(Stored records)
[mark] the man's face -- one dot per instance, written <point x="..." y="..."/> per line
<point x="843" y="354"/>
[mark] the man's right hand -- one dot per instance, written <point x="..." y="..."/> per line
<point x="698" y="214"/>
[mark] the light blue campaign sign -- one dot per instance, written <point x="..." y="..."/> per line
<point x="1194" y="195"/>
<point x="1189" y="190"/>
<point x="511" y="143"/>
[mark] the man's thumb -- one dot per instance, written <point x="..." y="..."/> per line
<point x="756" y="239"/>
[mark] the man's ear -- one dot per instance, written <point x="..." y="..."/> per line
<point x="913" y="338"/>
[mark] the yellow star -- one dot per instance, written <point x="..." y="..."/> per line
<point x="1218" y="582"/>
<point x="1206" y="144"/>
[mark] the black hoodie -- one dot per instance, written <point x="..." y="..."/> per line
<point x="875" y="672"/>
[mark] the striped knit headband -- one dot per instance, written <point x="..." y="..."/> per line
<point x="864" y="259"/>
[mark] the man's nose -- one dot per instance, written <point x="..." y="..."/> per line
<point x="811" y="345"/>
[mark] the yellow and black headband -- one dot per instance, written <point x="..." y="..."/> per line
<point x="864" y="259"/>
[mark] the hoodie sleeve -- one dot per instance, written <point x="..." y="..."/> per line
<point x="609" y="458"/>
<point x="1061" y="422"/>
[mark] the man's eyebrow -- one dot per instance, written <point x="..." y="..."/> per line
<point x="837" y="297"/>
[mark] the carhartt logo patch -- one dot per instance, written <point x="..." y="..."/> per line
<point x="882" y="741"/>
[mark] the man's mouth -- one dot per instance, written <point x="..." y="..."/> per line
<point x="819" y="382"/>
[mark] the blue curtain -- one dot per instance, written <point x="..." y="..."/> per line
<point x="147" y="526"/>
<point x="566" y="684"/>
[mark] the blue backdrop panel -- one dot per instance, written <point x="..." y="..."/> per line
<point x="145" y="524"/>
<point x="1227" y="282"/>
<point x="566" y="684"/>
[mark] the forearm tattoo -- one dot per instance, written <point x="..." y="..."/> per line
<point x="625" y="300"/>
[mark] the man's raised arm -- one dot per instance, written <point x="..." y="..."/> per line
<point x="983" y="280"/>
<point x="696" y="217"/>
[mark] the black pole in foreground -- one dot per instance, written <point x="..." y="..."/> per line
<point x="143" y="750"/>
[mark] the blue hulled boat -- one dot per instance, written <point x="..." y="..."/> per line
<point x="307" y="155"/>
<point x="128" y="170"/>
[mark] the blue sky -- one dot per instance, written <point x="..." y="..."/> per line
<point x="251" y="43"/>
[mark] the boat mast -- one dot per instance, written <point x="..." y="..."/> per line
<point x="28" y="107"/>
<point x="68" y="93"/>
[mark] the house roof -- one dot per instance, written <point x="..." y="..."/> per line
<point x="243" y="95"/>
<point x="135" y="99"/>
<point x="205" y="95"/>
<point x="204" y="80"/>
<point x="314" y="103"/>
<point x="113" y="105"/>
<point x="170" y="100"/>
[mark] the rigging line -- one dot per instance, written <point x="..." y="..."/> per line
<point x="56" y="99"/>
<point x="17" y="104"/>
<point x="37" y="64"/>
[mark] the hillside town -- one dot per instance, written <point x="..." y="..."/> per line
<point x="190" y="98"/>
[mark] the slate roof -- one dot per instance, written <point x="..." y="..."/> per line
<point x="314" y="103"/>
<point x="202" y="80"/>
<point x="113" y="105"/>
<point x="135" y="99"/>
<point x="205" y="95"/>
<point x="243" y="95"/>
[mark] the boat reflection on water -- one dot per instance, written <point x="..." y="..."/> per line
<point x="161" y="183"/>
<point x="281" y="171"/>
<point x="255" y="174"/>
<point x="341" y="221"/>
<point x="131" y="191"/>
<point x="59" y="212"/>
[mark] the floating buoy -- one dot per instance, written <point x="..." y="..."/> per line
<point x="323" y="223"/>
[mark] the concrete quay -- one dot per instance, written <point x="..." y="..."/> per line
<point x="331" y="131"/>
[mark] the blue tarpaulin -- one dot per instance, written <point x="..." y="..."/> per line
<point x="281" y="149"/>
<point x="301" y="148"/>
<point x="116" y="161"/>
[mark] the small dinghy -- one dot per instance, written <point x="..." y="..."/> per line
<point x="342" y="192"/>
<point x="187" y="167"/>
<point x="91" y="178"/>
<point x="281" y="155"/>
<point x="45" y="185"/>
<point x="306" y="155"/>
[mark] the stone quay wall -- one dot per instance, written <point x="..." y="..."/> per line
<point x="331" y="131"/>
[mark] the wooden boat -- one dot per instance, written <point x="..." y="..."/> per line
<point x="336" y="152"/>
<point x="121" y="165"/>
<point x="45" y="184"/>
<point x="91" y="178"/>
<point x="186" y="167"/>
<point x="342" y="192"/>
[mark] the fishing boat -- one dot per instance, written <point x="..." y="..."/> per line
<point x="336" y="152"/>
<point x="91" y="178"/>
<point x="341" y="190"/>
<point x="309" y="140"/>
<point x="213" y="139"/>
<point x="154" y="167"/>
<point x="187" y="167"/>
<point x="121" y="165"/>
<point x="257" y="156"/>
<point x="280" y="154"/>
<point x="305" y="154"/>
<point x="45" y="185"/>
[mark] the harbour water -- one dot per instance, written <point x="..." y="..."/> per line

Problem to solve: Write out every record shown above, word for word.

Correct response:
[mark] the man's face -- one dot per instance, written <point x="..." y="..."/> per line
<point x="843" y="354"/>
[mark] the man's right hand -- one dot per instance, written <point x="..." y="..."/> per line
<point x="698" y="214"/>
[mark] the light blue campaign sign -- one dot per instance, written <point x="..." y="..."/> per line
<point x="1194" y="195"/>
<point x="1189" y="190"/>
<point x="511" y="143"/>
[mark] the man's thumb -- one dot per instance, written <point x="..." y="..."/> per line
<point x="756" y="239"/>
[mark] the man's ear -- one dot per instance, written <point x="..." y="..."/> per line
<point x="913" y="338"/>
[mark] the yellow star -- one dot per instance, written <point x="..." y="..."/> per line
<point x="1218" y="582"/>
<point x="1206" y="144"/>
[mark] the black hoodie -- one dot per instance, written <point x="..." y="..."/> per line
<point x="875" y="672"/>
[mark] the striped knit headband -- one dot per instance, written <point x="..." y="..."/> per line
<point x="864" y="259"/>
[mark] the man's nose -- one dot per instance, written <point x="..." y="..."/> per line
<point x="811" y="345"/>
[mark] the yellow and black headband -- one dot per instance, written <point x="..." y="..."/> per line
<point x="864" y="259"/>
[mark] the hoodie sleeve -- one dot per instance, written <point x="..." y="..."/> per line
<point x="609" y="458"/>
<point x="1061" y="422"/>
[mark] the man's eyebrow -- one dot per instance, written <point x="..." y="..."/> per line
<point x="837" y="297"/>
[mark] the carhartt logo patch -- one dot per instance, written <point x="..." y="..."/> per line
<point x="882" y="741"/>
[mark] the man's mouth -- one dot per instance, written <point x="..." y="..."/> per line
<point x="819" y="382"/>
[mark] the blue curtain -- one dot per instance, written <point x="..." y="..."/> per line
<point x="147" y="526"/>
<point x="566" y="684"/>
[mark] the blue backdrop panel -- one dot per instance, written <point x="..." y="..."/> per line
<point x="145" y="524"/>
<point x="1227" y="282"/>
<point x="566" y="684"/>
[mark] the forearm tattoo -- one dot per instance, written <point x="..." y="..."/> per line
<point x="625" y="300"/>
[mark] the man's raised arm -- one dot per instance, written <point x="..." y="..."/> per line
<point x="983" y="280"/>
<point x="696" y="217"/>
[mark] the black pole in foreground -- one dot per instance, written <point x="..." y="..."/> per line
<point x="143" y="750"/>
[mark] the blue hulled boat -- one dot per instance, written <point x="..." y="..."/> per line
<point x="307" y="155"/>
<point x="128" y="170"/>
[mark] the blue sky -- one dot per instance, written <point x="..." y="..."/> per line
<point x="251" y="43"/>
[mark] the boat mast -- one dot per instance, written <point x="..." y="..."/> per line
<point x="28" y="107"/>
<point x="68" y="93"/>
[mark] the house roof -- one dot per instance, written <point x="..." y="..."/> per line
<point x="243" y="95"/>
<point x="135" y="99"/>
<point x="205" y="95"/>
<point x="204" y="80"/>
<point x="314" y="103"/>
<point x="113" y="105"/>
<point x="170" y="100"/>
[mark] the rigging line -- one dot per instance, written <point x="..." y="..."/> per line
<point x="56" y="99"/>
<point x="17" y="104"/>
<point x="37" y="64"/>
[mark] the hillside town -- one dot per instance, written <point x="..." y="..."/> per line
<point x="190" y="98"/>
[mark] the slate roof -- one dot per instance, written <point x="..." y="..."/> per line
<point x="314" y="103"/>
<point x="202" y="80"/>
<point x="113" y="105"/>
<point x="135" y="99"/>
<point x="205" y="95"/>
<point x="243" y="95"/>
[mark] the boat reflection on water -- one dot per instance, written <point x="..." y="..."/> per line
<point x="161" y="183"/>
<point x="281" y="171"/>
<point x="255" y="174"/>
<point x="341" y="221"/>
<point x="131" y="191"/>
<point x="59" y="212"/>
[mark] the floating buoy -- one dot per instance, written <point x="..." y="..."/> per line
<point x="323" y="223"/>
[mark] the concrete quay -- one dot per instance, written <point x="..." y="..."/> per line
<point x="331" y="131"/>
[mark] the blue tarpaulin -- one dot per instance, written <point x="..." y="..."/> per line
<point x="281" y="149"/>
<point x="301" y="148"/>
<point x="116" y="161"/>
[mark] the small dinghy -- one dot per instance, written <point x="..." y="..."/> per line
<point x="342" y="192"/>
<point x="187" y="167"/>
<point x="91" y="178"/>
<point x="281" y="155"/>
<point x="45" y="185"/>
<point x="306" y="155"/>
[mark] the stone quay wall -- one dot per instance, written <point x="..." y="..."/> per line
<point x="331" y="131"/>
[mark] the wooden boat -- one dot per instance, written <point x="..." y="..."/> per line
<point x="336" y="152"/>
<point x="121" y="165"/>
<point x="45" y="184"/>
<point x="91" y="178"/>
<point x="186" y="167"/>
<point x="342" y="192"/>
[mark] the fishing boat -- one dot per instance, written <point x="..." y="..."/> per line
<point x="336" y="152"/>
<point x="91" y="178"/>
<point x="341" y="190"/>
<point x="309" y="140"/>
<point x="213" y="139"/>
<point x="154" y="167"/>
<point x="187" y="167"/>
<point x="121" y="165"/>
<point x="257" y="156"/>
<point x="280" y="154"/>
<point x="305" y="154"/>
<point x="45" y="185"/>
[mark] the harbour water -- one dot per instance, written <point x="..." y="..."/> per line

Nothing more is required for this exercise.